## [Yang Diminta]
Lanjutkan kutipan tentang tipologi arsitektur masjid bercorak Jawa-Hindu di Kota Kudus, mulai setelah kalimat terakhirnya.

======== Kutipan Pilihan

Penelitian ini berusaha menganalisa tentang tipologi arsitektur Masjid
bercorak Jawa-Hindu di kota Kudus, yang dimaksud tipologi dalam hal ini
adalah analisa klasifikasi dari tipe yang ada pada masjid-masjid bercorak
Jawa-Hindu di Kota Kudus. Lingkup unsur yang dianalisa klasifikasinya
adalah beberapa unsur pokok dalam arsitektur pada sebuah bangunan yaitu
dilihat dari aspek ruang, aspek konstruksi, aspek bentuk dan ragam hias
pada bangunan masjid-masjid tersebut yaitu masjid Al-Aqsa (masjid Menara
Kudus), masjid Langar Dalem, masjid At-Taqwa, masjid Al-Makmur dan
masjid Baitul Aziz dan semua bangunan-bangunan masjid tersebut
merupakan Bangunan Cagar Budaya di Kota Kudus.
1.2. Perumusan Masalah
Masjid Al-Aqsa (masjid Menara Kudus) dan beberapa masjid yang
memiliki karakteristik arsitektur tradisional Jawa-Hindu yaitu masjid At-Taqwa,
masjid Al-Makmur, masjid Baitul Aziz dan masjid Langgar Dalem dipilih
sebagai obyek penelitian karena bangunan masjid-masjid ini memiliki
karakteristik arsitektur Jawa-Hindu yang terlihat memilki kemiripan tipe satu
sama lainnya, cukup unik dan memiliki nilai sejarah juga sebagaii Bangunan
Cagar Budaya di Kabupaten Kota Kudus.
Berdasarkan uraian di atas dapat dirumuskan permasalahan yang
terjadi, yaitu : Tipologi arsitektur Masjid Al-Aqsa, Masjid At-Taqwa, Masjid Al-
5
Makmur, Masjid Baitul Aziz dan Masjid Langgar Dalem, yang diduga memiliki
kesamaan karakteristik yaitu percampuran arsitektur Jawa-Hindu pada
bangunan masjid-masjid tersebut.
1.3. Tujuan Penelitian
Tujuan dari penelitian Tipologi Arsitektur Bangunan Masjid-Masjid
Bercorak Jawa-Hindu di Kota Kudus adalah:
1. Mengetahui perkembangan dan perubahan bentuk bangunan masjid-
masjid bercorak Jawa-Hindu di Kota Kudus.
2. Mencari dan menganalisa pengaruh arsitektural Jawa-Hindu yang
mempengaruhi pada bangunan masjid-masjid tersebut.
3. Mengetahui tipologi pada bangunan masjid-masjid yang memiliki corak
arsitektur Jawa dan Hindu di Kota Kudus.
1.4. Sasaran Penelitian
Berdasarkan tujuan penelitian yang telah dijelaskan di atas, maka
sasaran yang akan diteliti pada penelitian ini, yaitu :
1. Menganalisa perkembangan dan perubahan bangunan masjid-masjid
bercorak Jawa- Hindu di Kota Kudus dengan cara merekontruksi wujud
arsitektur bangunan masjid saat ini, hingga diperkirakan bertemu dengan
karakteristik yang mendekati wujud bangunan masjid aslinya.

================
======== Cuplikan Data

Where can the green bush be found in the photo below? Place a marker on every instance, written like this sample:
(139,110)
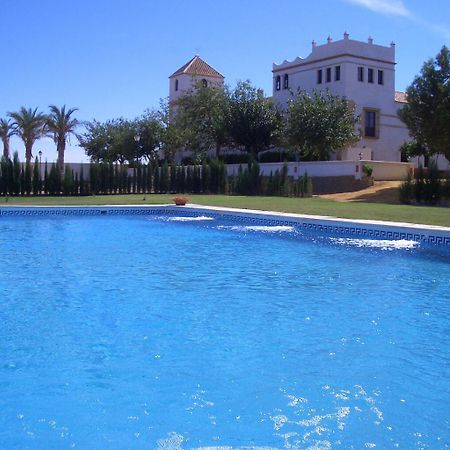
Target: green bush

================

## [Jawaban]
2. Menganalisa pengaruh arsitektural Jawa-Hindu yang mempengaruhi
pada bangunan masjid-masjid tersebut. Sehingga diketahui pengaruhnya
pada pola tata ruang, konstruksi bangunan, bentuk denah dan ragam
hias yang terdapat pada masjid.
6
3. Menganalisa tipologi arsitektur pada bangunan masjid-masjid yang
bercorak arsitektur Jawa dan Hindu di Kota Kudus, terkait dari
karakteristik bangunan masjid dan pengaruh arsitektur Jawa-Hindu pada
bangunan masjid sehingga diketahui tipe bangunan masjid terutama
dilihat dari tata ruang bangunan masjid, konstruksi bangunan, bentuk
denah bangunan masjid dan ragam hias pada bangunan masjid.
1.5. Manfaat Penelitian
Dengan ditelitinya Tipologi Arsitektur Masjid-Masjid Bercorak Jawa-
Hindu di Kota Kudus, adapun manfaat penelitian ini adalah :
1. Sebagai sumber pengetahuan dan pustaka mengenai arsitektur masjid
Baitul Aziz, masjid Langgar Dalam, masjid Al-Aqsa, masjid Al-Makmur
dan masjid At-taqwa yang memiliki perpaduan kebudayaan Jawa dan
Hindu pada wujud arsitektur bangunannya.
2. Memberikan masukan sebagai upaya pelestarian pada kelima masjid
dalam penelitian ini dan masjid bersejarah lainnya di Kudus yang memiliki
konsep arsitektur unik.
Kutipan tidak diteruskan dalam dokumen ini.